[Stored items]
· · · ·
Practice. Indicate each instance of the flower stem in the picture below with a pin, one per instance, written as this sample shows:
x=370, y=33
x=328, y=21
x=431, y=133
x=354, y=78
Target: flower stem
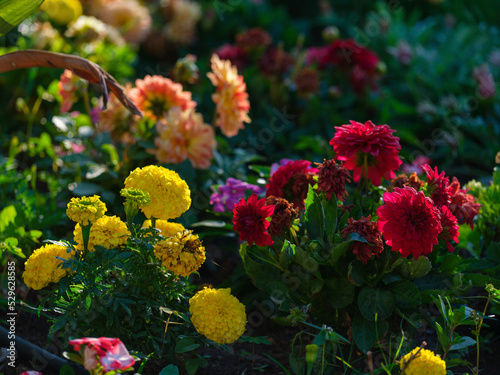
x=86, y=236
· · · ·
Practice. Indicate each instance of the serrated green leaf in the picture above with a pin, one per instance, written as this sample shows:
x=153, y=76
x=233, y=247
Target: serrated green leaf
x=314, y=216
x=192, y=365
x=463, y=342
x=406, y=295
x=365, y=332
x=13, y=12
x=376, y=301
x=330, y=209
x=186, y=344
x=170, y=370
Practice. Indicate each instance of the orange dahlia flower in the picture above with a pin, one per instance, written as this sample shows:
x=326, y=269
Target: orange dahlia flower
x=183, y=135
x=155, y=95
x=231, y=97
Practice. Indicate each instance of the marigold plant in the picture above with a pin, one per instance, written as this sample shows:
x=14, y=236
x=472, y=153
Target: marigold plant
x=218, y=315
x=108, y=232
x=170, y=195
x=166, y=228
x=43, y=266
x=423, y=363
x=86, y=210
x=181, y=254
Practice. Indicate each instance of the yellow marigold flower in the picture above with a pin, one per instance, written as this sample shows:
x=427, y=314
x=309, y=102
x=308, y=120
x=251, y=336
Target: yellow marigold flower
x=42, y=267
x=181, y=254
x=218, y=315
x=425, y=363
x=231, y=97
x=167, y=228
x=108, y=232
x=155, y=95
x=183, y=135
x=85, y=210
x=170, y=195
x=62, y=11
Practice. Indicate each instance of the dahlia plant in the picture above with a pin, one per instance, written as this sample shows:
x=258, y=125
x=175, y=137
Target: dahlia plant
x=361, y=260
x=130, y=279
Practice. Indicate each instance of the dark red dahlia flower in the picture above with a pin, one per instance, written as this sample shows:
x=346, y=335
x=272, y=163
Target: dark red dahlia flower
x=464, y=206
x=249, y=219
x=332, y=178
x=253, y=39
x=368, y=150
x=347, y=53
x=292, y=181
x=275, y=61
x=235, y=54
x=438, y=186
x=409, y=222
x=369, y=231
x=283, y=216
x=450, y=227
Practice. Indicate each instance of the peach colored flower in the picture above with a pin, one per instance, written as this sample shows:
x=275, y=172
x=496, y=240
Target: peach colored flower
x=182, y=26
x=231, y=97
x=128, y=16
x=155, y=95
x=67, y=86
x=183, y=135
· · · ·
DIRECTIONS FOR THIS TASK:
Each line in the entries above, starting at the line with "Target: serrated green leaf" and ending at the line with "x=326, y=269", is to be printed exactly, and only those lines.

TASK SOLUTION:
Target: serrated green leaf
x=314, y=216
x=192, y=365
x=463, y=342
x=406, y=295
x=365, y=332
x=13, y=12
x=376, y=301
x=330, y=209
x=186, y=344
x=170, y=370
Practice. Indicate each instance of the orange dahlia flower in the picture above with a pin, one per instance, written as this sample shows:
x=326, y=269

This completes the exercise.